■ **ENUNCIADO A**: ¿En cuántas líneas de los registros aparece la cadena "strap", teniendo en cuenta mayúsculas y minúsculas? Cuéntalas y responde solo con el número.

■ **TEXTO PROPORCIONADO**:
************

El día 3 de abril hubo dos buenas ocurrencias. La guapa Gisella Valcárcel, que, de artista de variedades había pasado a dirigir uno de los más populares programas de la televisión, luego de entrevistar a Fujimori y delante de él, anunció a su teleaudiencia que votaría por mí. Fue un gesto valeroso, porque el Canal 5 ya había tratado de impedir antes que Gisella participara en el festival que Acción Solidaria organizó para la Navidad. Sin embargo, ella fue el estadio y animó la fiesta -sacándome incluso a bailar un huayno- y ahora, en vísperas del acto electoral, hizo público su endose, tratando de arrastrar a su público a apoyarme. La llamé para agradecérselo, y hacer votos para que esto no le acarreara represalias, cosa que, felizmente, no ocurrió.

La segunda buena nueva fueron los resultados de la última encuesta nacional que Mark y sus analistas Paul, Ed y Bill, me trajeron a la casa en la tarde de ese miércoles: me mantenía en un promedio de un 40 por ciento de las intenciones de voto y la arremetida de Fujimori, que abarcaba no sólo Lima, también el resto del Perú -con la sola excepción de la Amazonía-, le quitaba votos sobre todo al apra y a la Izquierda Unida, las que pasaban al tercero y cuarto lugar, respectivamente, en casi todos los departamentos. El avance de Fujimori en los barrios marginales de la capital parecía contenido; y en distritos como San Juan de Lurigancho y Comas yo había recuperado algunos puntos.

************

■ **ENUNCIADO B**: Reproduce textualmente el fragmento del texto sobre la campaña electoral, empezando por "El día 3 de" y siguiendo hasta "felizmente, no ocurrió.".

************

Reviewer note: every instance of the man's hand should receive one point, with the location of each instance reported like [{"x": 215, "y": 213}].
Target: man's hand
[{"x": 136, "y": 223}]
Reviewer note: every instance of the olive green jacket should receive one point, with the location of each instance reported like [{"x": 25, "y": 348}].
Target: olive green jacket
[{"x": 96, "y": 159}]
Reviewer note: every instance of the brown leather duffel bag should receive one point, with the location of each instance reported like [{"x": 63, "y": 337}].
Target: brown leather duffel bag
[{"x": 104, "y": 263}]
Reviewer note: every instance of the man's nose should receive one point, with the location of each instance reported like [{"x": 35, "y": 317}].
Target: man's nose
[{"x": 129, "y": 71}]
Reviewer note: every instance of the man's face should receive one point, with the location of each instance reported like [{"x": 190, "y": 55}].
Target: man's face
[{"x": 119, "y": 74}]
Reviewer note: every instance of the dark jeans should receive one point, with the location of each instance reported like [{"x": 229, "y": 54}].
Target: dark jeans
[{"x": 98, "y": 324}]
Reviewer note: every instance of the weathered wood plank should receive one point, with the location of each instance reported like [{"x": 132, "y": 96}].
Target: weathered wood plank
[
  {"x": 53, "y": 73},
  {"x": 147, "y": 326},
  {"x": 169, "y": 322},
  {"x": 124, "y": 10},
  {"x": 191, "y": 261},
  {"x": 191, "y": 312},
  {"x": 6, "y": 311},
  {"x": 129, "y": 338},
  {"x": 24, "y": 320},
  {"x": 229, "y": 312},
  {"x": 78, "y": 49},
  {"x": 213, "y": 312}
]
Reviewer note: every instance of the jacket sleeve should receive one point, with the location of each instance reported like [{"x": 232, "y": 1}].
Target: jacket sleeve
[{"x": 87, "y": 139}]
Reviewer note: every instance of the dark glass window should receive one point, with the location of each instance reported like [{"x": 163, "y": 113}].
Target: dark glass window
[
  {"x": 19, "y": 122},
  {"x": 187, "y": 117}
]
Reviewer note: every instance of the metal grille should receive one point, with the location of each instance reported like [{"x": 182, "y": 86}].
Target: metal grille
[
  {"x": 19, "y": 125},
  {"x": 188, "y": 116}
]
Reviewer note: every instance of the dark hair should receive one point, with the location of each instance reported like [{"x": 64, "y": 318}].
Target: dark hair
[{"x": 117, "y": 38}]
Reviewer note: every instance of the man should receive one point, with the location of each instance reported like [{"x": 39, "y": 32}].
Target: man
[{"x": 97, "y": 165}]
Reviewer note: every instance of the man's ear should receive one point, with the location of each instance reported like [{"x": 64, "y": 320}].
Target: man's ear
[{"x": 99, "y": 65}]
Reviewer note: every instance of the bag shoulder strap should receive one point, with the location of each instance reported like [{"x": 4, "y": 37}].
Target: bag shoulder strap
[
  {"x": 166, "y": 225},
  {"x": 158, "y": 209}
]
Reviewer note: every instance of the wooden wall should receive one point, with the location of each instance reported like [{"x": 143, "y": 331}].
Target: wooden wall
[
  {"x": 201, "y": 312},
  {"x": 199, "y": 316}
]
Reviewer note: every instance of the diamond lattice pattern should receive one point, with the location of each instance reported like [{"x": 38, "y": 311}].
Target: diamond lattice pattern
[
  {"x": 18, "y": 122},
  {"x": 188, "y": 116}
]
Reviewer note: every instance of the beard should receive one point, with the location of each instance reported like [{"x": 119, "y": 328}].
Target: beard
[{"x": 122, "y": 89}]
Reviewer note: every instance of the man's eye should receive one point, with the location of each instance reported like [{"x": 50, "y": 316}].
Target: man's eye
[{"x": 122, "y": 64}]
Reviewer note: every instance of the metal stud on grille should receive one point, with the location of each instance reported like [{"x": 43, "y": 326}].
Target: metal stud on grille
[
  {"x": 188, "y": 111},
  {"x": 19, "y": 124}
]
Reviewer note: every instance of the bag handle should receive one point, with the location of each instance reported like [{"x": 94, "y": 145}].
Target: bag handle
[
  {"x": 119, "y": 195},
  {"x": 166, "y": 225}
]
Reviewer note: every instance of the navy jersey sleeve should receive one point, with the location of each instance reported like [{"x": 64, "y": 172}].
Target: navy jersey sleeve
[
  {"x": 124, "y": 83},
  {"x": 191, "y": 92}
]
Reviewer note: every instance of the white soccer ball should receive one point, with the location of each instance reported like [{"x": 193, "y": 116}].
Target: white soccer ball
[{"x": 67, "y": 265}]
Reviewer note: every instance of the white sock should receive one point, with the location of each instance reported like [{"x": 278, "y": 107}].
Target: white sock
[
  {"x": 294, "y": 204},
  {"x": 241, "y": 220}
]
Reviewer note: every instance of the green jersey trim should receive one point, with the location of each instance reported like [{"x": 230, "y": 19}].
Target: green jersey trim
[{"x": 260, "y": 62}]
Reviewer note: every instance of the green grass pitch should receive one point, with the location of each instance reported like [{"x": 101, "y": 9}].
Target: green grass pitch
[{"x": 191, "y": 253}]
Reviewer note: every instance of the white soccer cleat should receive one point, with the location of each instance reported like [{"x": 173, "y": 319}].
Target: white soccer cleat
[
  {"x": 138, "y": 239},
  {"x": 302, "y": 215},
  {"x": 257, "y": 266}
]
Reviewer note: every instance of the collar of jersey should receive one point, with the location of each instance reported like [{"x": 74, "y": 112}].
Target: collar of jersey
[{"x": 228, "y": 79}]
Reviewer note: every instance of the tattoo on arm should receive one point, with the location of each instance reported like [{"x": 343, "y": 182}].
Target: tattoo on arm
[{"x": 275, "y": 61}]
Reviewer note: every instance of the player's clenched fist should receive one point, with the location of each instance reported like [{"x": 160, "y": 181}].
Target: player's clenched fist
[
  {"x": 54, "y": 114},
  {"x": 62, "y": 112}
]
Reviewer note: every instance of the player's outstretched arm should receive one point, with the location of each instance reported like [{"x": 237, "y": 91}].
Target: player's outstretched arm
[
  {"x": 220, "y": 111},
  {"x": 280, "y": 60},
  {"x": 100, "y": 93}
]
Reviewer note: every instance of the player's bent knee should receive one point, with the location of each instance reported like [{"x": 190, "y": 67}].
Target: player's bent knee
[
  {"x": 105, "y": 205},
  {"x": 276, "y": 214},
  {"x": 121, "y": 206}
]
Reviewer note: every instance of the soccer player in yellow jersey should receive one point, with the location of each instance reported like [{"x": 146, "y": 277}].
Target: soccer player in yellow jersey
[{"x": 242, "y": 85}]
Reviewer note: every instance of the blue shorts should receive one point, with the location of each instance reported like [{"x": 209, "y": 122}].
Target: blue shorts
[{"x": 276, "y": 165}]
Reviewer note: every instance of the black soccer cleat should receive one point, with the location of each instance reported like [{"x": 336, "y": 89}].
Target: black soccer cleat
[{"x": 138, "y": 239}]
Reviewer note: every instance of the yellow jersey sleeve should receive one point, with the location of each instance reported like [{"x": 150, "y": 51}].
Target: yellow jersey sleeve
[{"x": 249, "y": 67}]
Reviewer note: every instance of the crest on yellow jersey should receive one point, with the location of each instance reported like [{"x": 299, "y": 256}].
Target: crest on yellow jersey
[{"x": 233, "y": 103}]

************

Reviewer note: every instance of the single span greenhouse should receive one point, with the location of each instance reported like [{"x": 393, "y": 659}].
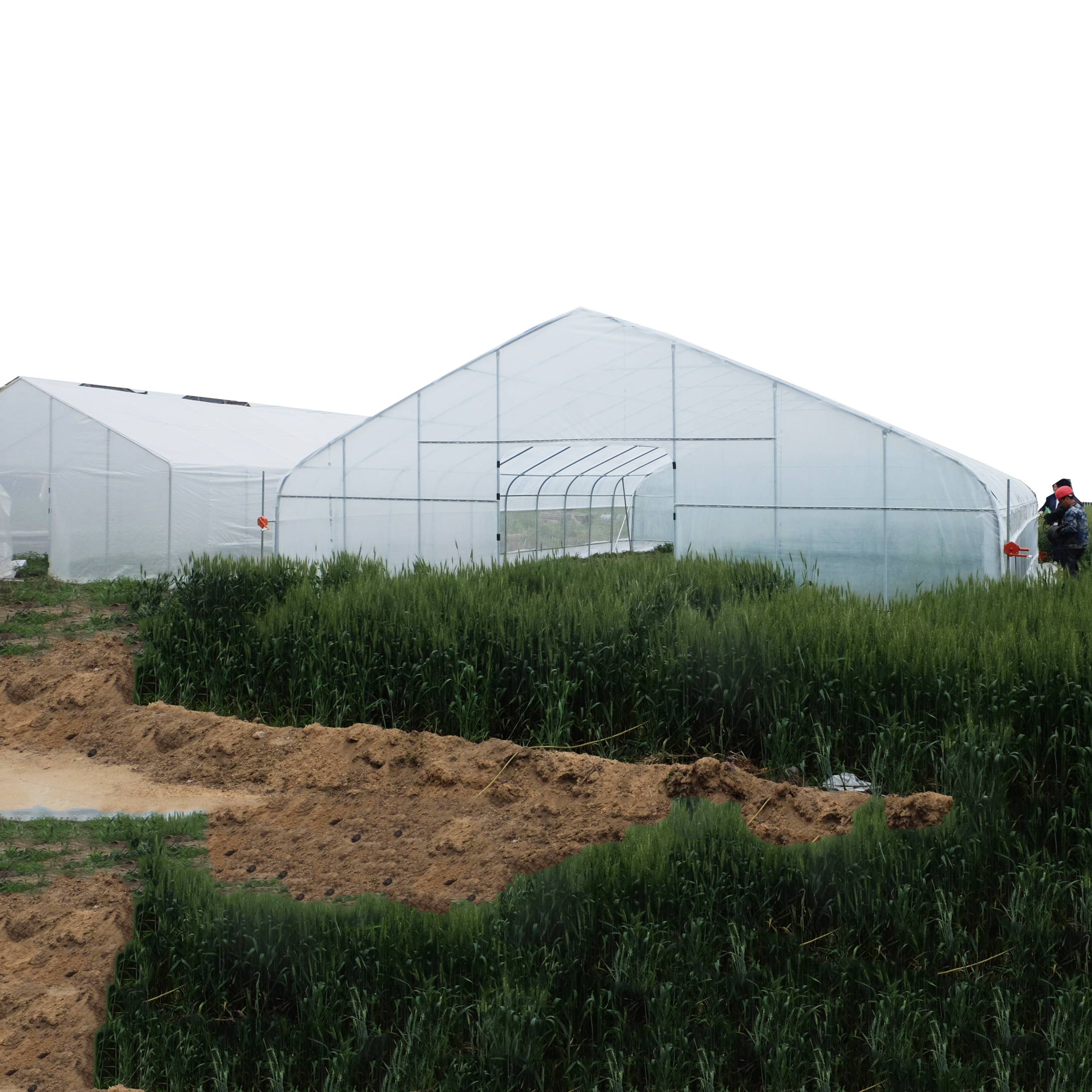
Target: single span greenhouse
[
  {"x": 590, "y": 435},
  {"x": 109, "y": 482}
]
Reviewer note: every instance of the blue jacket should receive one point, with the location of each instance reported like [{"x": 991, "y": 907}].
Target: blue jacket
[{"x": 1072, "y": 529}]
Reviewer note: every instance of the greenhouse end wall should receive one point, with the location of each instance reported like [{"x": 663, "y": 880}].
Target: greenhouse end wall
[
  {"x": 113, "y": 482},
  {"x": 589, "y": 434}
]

************

■ **SOLUCIÓN A**: 2

■ **SOLUCIÓN B**:
El día 3 de abril hubo dos buenas ocurrencias. La guapa Gisella Valcárcel, que, de artista de variedades había pasado a dirigir uno de los más populares programas de la televisión, luego de entrevistar a Fujimori y delante de él, anunció a su teleaudiencia que votaría por mí. Fue un gesto valeroso, porque el Canal 5 ya había tratado de impedir antes que Gisella participara en el festival que Acción Solidaria organizó para la Navidad. Sin embargo, ella fue el estadio y animó la fiesta -sacándome incluso a bailar un huayno- y ahora, en vísperas del acto electoral, hizo público su endose, tratando de arrastrar a su público a apoyarme. La llamé para agradecérselo, y hacer votos para que esto no le acarreara represalias, cosa que, felizmente, no ocurrió.